What the task requires
Recast all of the following material as a Markdown table with the columns "Row" and "Text," giving each line its row number and omitting blank lines.
[BEGIN Record list]
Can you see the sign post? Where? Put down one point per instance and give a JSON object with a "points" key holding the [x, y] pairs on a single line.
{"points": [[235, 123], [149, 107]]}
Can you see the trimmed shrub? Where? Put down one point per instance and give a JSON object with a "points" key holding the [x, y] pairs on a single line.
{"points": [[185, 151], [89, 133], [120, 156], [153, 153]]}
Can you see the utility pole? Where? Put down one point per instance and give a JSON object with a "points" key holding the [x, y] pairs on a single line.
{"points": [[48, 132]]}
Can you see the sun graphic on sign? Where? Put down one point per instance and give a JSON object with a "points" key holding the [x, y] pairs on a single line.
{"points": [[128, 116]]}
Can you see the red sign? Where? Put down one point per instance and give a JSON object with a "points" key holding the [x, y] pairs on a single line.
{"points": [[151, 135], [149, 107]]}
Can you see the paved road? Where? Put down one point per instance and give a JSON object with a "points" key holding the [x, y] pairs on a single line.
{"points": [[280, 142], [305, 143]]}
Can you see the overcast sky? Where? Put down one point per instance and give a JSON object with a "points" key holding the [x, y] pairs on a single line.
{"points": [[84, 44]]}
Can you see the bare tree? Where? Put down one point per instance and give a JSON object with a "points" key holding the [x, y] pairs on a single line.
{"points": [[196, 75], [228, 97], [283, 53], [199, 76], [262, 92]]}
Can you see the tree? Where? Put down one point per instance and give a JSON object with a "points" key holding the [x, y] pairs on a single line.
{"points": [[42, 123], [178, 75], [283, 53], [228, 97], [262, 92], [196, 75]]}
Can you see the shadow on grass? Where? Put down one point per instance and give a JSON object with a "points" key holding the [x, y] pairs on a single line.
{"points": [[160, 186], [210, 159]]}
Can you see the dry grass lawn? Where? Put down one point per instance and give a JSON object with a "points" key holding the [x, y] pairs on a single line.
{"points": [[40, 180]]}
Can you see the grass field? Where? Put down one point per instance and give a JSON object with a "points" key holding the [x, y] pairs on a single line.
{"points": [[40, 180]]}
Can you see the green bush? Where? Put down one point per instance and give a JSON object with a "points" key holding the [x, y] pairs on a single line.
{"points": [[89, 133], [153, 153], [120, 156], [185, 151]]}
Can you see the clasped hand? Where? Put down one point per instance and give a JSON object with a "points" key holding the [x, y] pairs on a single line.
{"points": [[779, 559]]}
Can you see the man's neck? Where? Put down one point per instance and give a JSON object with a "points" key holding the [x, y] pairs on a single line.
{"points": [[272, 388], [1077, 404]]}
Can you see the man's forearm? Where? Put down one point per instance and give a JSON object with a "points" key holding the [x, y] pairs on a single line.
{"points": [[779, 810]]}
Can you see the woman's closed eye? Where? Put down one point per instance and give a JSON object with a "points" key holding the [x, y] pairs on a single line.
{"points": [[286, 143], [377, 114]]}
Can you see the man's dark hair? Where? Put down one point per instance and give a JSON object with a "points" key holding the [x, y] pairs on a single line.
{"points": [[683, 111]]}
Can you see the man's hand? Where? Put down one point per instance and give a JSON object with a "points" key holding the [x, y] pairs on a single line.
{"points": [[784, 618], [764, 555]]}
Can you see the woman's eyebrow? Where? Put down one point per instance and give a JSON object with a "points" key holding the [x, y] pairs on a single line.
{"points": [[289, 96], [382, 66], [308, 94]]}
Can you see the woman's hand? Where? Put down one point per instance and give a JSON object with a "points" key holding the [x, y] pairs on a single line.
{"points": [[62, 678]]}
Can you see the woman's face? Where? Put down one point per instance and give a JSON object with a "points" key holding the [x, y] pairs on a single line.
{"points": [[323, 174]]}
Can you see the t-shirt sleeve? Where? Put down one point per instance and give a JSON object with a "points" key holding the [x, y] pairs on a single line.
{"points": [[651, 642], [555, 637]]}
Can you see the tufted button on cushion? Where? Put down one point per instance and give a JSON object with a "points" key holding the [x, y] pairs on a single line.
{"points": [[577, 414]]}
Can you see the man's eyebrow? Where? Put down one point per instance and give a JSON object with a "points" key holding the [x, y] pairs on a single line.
[END Record list]
Correct answer
| Row | Text |
|---|---|
| 1 | Can you see the sign post? Where? Put down one point per instance and give a JSON object with a "points" key holding the [x, y] pairs on a single line. |
| 2 | {"points": [[235, 123], [149, 107]]} |
| 3 | Can you see the trimmed shrub? Where? Put down one point per instance and give a JSON object with a "points" key holding the [x, y] pairs on a single line. |
| 4 | {"points": [[185, 151], [89, 133], [120, 156], [153, 153]]} |
| 5 | Can you see the utility pole? Where? Put down one point per instance and give a JSON object with a "points" key holding the [x, y] pairs on a single line. |
| 6 | {"points": [[48, 132]]} |
| 7 | Can you see the sun graphic on sign? Where? Put down one point per instance and give a JSON object with a "points" key holding the [x, y] pairs on a single line. |
| 8 | {"points": [[128, 116]]} |
| 9 | Can you see the red sign? Where? Put down one point per instance and give a JSON object with a "points" key holding the [x, y] pairs on a single line. |
| 10 | {"points": [[151, 135], [149, 107]]} |
| 11 | Can you see the paved road? Where? Put down one point per instance and give a JSON object with a "points" key holding the [x, y] pairs on a single line. |
| 12 | {"points": [[280, 142], [305, 143]]} |
| 13 | Can you see the overcast sky? Where? Put down one point per instance and give a JSON object with a "points" key holding the [x, y] pairs on a single line. |
| 14 | {"points": [[84, 44]]} |
| 15 | Can you see the bare tree? Where? Put down one point per instance and give a JSON object with a "points" key holding the [x, y] pairs on a single line. |
| 16 | {"points": [[196, 75], [228, 97], [283, 53], [199, 76], [262, 92]]} |
| 17 | Can you see the tree? Where? Put down one point per instance and give a JSON object with a "points" key holding the [x, y] pairs on a single line. |
| 18 | {"points": [[42, 123], [178, 75], [283, 53], [228, 97], [262, 92], [196, 75]]} |
| 19 | Can you see the shadow on grass? Where? Put down one point per instance and give a JSON object with a "points" key holding the [x, y] pairs on a single line. |
| 20 | {"points": [[160, 186], [210, 159]]} |
| 21 | Can you see the dry grass lawn? Where? Put down one point per instance and give a JSON object with a "points" key holding the [x, y] pairs on a single line. |
| 22 | {"points": [[40, 180]]} |
| 23 | Can you see the grass field? Where? Put down one point per instance and give a JSON object with a "points" key holding the [x, y] pairs on a single line. |
| 24 | {"points": [[40, 180]]} |
| 25 | Can you see the green bush? Where? Put down one point per instance and give a JSON object with a "points" key holding the [x, y] pairs on a single line. |
| 26 | {"points": [[89, 133], [153, 153], [120, 156], [185, 151]]} |
| 27 | Can you see the clasped hand? Where? Put down one point per instance and give a JSON object with a "points" key holding the [x, y] pairs on a single line. |
| 28 | {"points": [[779, 559]]} |
| 29 | Can you see the man's neck? Where? Put down one point per instance and give a JSON object with a "points" key holding the [x, y] pairs on a single line. |
| 30 | {"points": [[272, 388], [1077, 404]]} |
| 31 | Can you see the man's forearm? Where? Put down one point per instance and give a JSON object with a "points" key holding the [x, y] pairs on a single line. |
| 32 | {"points": [[779, 810]]} |
| 33 | Can you see the woman's closed eye? Where? Put down one point per instance and give a JSON object with a "points" key holding the [x, y] pairs on a single line. |
| 34 | {"points": [[286, 143], [377, 114]]} |
| 35 | Can you see the man's dark hair? Where? Put down one point per instance and give a JSON object with a "points" key holding the [x, y] pairs on a single line. |
| 36 | {"points": [[683, 111]]} |
| 37 | Can you see the man's hand? Where? Put down one point per instance and give a JSON object with a "points" key holding the [x, y] pairs on a single line. |
| 38 | {"points": [[784, 618], [764, 555]]} |
| 39 | Can you see the woman's eyebrow? Where? Put down one point per instance and give a JSON object with a "points" key holding the [x, y] pairs on a single line. |
| 40 | {"points": [[289, 96], [382, 66], [308, 94]]} |
| 41 | Can you see the woman's hand? Where? Put down one point per instance and give a JSON object with a "points" key holding the [x, y] pairs on a single line. |
| 42 | {"points": [[62, 678]]} |
| 43 | Can you see the woman's face? Where? Put down one point per instance and give a JSON object with a "points" key holding the [x, y] pairs on a single line. |
| 44 | {"points": [[323, 174]]} |
| 45 | Can you see the t-shirt sleeve? Where? Put down one point per instance and give a JSON object with a "points" key holding the [x, y] pairs on a single line. |
| 46 | {"points": [[651, 642], [555, 637]]} |
| 47 | Can you see the tufted button on cushion? Where? Put down one point per instance and give a JSON object with a "points" key holding the [x, y] pairs on a single line. |
| 48 | {"points": [[577, 414]]} |
| 49 | Can you see the man's eyebrow? Where? Put down one point per instance and give a JSON object with a "points" key holding the [x, y] pairs on a single line. |